= Short problem =
Reproduce the entries below as a numbered list, omitting blank lines, from the line with "the grass verge" to the line with "x=317, y=242", both lines included. Include only those lines.

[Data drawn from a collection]
+-------+

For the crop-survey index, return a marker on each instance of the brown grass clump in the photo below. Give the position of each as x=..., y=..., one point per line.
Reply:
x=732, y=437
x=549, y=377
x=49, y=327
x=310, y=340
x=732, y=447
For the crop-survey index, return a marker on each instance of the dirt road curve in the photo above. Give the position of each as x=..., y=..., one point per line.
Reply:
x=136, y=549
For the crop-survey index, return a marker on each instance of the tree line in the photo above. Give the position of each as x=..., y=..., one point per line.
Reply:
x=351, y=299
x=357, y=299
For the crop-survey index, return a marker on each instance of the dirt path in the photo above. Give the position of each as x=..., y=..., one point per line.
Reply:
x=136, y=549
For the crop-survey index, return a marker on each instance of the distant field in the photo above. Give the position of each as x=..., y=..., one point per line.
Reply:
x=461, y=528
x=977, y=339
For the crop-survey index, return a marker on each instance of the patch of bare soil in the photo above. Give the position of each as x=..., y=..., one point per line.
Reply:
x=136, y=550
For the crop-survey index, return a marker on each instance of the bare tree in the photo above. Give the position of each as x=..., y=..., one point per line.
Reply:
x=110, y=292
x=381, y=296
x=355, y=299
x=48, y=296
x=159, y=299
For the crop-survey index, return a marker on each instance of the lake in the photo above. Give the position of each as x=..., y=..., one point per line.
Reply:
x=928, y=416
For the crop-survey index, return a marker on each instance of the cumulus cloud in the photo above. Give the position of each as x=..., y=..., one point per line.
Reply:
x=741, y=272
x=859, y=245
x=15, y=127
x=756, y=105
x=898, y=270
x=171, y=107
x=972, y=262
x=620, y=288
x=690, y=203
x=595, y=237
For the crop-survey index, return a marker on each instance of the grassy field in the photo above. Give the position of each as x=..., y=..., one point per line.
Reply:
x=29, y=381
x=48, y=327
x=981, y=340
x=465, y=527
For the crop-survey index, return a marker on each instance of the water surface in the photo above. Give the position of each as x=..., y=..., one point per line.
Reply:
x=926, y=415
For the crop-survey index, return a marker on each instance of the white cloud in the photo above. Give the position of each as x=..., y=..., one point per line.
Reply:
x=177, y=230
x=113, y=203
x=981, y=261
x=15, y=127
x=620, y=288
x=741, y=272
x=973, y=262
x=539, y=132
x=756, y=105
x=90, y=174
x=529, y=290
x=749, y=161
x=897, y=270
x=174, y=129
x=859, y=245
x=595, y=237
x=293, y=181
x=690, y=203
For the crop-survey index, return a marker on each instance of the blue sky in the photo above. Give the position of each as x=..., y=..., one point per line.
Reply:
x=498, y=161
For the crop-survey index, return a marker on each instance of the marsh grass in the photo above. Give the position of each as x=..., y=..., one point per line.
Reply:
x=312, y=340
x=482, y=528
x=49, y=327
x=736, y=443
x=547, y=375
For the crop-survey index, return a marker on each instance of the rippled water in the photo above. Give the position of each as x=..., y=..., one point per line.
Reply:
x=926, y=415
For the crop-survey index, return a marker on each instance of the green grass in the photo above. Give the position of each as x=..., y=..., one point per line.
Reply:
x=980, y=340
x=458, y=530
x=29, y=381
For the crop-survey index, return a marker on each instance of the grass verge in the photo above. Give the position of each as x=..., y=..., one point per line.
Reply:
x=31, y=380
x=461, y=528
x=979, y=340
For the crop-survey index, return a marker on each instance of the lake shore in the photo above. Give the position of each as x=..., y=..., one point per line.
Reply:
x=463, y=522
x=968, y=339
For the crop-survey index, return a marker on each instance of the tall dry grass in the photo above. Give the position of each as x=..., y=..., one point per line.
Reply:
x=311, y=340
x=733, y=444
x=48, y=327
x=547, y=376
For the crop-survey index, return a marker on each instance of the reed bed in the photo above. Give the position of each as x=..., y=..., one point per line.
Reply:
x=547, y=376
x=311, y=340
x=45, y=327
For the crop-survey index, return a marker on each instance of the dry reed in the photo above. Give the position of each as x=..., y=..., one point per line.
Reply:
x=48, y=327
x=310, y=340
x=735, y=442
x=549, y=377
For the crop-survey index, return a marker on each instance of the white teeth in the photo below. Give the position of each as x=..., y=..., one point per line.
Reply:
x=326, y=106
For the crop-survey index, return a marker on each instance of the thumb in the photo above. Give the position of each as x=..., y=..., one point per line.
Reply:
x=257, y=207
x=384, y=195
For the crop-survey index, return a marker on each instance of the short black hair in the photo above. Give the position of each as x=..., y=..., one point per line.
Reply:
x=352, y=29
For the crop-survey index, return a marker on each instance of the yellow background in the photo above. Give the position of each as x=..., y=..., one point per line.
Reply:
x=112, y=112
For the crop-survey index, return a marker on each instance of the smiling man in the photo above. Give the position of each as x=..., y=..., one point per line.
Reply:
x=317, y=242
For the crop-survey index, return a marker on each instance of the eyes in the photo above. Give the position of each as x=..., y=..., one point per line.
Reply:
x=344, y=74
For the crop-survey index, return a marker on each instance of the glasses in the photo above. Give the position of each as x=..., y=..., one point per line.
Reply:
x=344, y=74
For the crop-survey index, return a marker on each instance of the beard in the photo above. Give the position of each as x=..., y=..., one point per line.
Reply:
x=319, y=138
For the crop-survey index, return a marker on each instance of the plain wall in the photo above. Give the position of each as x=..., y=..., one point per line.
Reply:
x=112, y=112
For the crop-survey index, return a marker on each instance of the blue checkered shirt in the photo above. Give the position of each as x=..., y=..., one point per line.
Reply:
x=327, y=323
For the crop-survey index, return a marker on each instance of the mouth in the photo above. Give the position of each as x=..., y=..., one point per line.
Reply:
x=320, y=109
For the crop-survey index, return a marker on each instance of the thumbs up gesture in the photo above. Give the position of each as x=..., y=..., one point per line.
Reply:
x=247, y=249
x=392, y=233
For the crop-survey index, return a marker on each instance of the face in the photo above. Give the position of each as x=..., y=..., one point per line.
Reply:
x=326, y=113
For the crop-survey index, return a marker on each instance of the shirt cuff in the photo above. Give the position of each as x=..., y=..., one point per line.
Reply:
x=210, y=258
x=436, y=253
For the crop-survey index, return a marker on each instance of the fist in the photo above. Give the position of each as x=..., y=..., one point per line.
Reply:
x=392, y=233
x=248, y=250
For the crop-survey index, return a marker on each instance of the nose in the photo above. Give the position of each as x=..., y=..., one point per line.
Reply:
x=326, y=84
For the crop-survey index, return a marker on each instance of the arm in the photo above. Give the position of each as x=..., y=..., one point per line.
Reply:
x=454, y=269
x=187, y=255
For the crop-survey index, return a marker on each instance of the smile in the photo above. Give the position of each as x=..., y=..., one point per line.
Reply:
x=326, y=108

+-------+

= Response =
1. For the crop-survey index, return a marker on each instance of the grass verge in the photo above. Give the position of each as x=..., y=..., one point per line.
2. Reply:
3. x=31, y=380
4. x=461, y=528
5. x=979, y=340
6. For the crop-survey index, return a marker on each instance of the lake shore in the photo above. Give the position of each as x=..., y=..., one point per line.
7. Reply:
8. x=463, y=522
9. x=968, y=339
10. For the crop-survey index, return a marker on each instance of the tall dry grass in the photo above. Give the position of each as x=..., y=..., one point per line.
11. Reply:
12. x=311, y=340
13. x=733, y=444
14. x=48, y=327
15. x=547, y=376
16. For the crop-survey index, return a marker on each instance of the reed bed in the photo above. Give the position of each as x=..., y=..., one point per line.
17. Reply:
18. x=547, y=376
19. x=311, y=340
20. x=45, y=327
21. For the crop-survey index, return a marker on each instance of the dry reed in the photo above. Give the position of each as x=..., y=..., one point per line.
22. Reply:
23. x=48, y=327
24. x=310, y=340
25. x=735, y=442
26. x=549, y=377
27. For the crop-survey index, return a marker on each instance of the white teeth in the photo below. Give the position of each as x=..., y=..., one point per line.
28. Reply:
29. x=326, y=106
30. For the crop-survey index, return a marker on each instance of the thumb in the photo above. Give the position of each as x=..., y=..., one point per line.
31. Reply:
32. x=257, y=207
33. x=384, y=195
34. For the crop-survey index, return a marker on each instance of the short black hair in the photo above. Give the position of each as x=..., y=..., one point per line.
35. Reply:
36. x=352, y=29
37. For the crop-survey index, return a marker on each instance of the yellow background in the photo above. Give the position of each as x=..., y=..., one point per line.
38. Reply:
39. x=112, y=112
40. For the crop-survey index, return a marker on each instance of the smiling man in the photo above. Give the position of each as x=..., y=..., one point per line.
41. Reply:
42. x=317, y=242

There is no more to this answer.